THE FOREGOING GIFTS HAVE AN ESTIMATED VALUE OF $1350 TO 1500 WELL IN EXCESS OF THE REPORTING REQUIREMENTS.
THE COMMISSIONERS FINANCIAL DISCLOSURE FORM FOR THE CALENDAR YEAR 1990 WHICH COVERS THE DATE OF THE SUBJECT EVENT ON FRIDAY APRIL 20 1990 SHOWS NO GIFTS RECEIVED.
IN ADDITION TO COMMENTS MADE TO VARIOUS INDIVIDUALS ABOUT THE DETAILS OF THE TRIP, INCLUDING THE FACT THAT ALL EXPENSES HAD BEEN PAID BY THE BOND BROKERS, THE COMMISSIONER WAS OBSERVED AT THE EVENT BY NUMEROUS LOCAL OFFICIALS AND RESIDENTS.
(Exhibit 1, Complaint dated February 2, 1992)

→ WORK TO COMPLETE
1. Transcribe the complaint excerpt, starting at "THE COMMISSIONERS FINANCIAL" and ending at "February 2, 1992)".
2. Answer these about the complaint excerpt:
(a) What estimated value does it give for the foregoing gifts?
(b) On what date was the subject event held?
(c) Who had paid all expenses for the trip?

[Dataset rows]
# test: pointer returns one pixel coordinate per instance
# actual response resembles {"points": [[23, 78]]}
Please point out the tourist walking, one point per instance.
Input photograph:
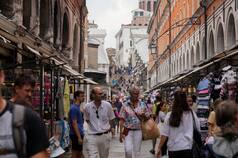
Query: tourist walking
{"points": [[23, 88], [28, 138], [76, 125], [132, 112], [178, 128], [226, 141], [99, 116]]}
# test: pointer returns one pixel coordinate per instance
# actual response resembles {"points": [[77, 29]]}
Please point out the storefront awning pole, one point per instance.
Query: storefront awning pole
{"points": [[42, 89], [51, 100]]}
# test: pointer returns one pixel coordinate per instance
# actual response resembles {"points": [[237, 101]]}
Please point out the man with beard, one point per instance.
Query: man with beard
{"points": [[99, 116], [31, 139], [23, 88]]}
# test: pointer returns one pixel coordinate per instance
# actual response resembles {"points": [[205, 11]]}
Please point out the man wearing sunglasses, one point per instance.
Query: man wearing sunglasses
{"points": [[99, 116], [76, 125]]}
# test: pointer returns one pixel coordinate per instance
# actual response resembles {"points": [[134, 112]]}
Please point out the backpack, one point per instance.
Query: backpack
{"points": [[18, 131]]}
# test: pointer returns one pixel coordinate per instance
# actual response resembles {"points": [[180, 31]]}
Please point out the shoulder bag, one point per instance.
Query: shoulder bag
{"points": [[149, 128]]}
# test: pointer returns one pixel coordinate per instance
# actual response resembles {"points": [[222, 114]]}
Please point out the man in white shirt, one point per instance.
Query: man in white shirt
{"points": [[99, 116]]}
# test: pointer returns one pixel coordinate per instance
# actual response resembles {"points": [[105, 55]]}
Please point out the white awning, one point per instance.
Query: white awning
{"points": [[33, 51], [89, 81], [73, 72]]}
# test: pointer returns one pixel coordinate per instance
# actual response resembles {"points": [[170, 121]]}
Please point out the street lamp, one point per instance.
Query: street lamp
{"points": [[153, 50]]}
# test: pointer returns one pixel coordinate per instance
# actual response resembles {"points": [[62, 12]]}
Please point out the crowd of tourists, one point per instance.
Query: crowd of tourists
{"points": [[173, 128]]}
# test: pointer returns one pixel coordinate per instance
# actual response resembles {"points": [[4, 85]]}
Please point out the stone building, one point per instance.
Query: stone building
{"points": [[48, 26], [189, 35]]}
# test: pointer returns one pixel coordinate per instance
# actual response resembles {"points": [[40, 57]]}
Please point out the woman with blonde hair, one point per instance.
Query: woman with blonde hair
{"points": [[226, 141]]}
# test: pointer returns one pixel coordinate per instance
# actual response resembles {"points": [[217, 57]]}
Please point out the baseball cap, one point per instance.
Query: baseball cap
{"points": [[1, 67]]}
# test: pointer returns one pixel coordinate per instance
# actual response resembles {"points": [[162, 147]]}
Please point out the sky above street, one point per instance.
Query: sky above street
{"points": [[109, 15]]}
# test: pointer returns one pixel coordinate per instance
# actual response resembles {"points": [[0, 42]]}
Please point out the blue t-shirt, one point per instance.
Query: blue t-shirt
{"points": [[75, 113]]}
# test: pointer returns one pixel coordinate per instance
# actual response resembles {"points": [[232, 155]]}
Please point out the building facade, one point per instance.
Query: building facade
{"points": [[188, 34], [97, 67], [50, 26]]}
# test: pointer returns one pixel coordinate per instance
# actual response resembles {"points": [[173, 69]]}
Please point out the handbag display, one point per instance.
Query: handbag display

→ SOLUTIONS
1.
THE COMMISSIONERS FINANCIAL DISCLOSURE FORM FOR THE CALENDAR YEAR 1990 WHICH COVERS THE DATE OF THE SUBJECT EVENT ON FRIDAY APRIL 20 1990 SHOWS NO GIFTS RECEIVED.
IN ADDITION TO COMMENTS MADE TO VARIOUS INDIVIDUALS ABOUT THE DETAILS OF THE TRIP, INCLUDING THE FACT THAT ALL EXPENSES HAD BEEN PAID BY THE BOND BROKERS, THE COMMISSIONER WAS OBSERVED AT THE EVENT BY NUMEROUS LOCAL OFFICIALS AND RESIDENTS.
(Exhibit 1, Complaint dated February 2, 1992)

2.
(a) $1350 to 1500
(b) Friday, April 20, 1990
(c) The bond brokers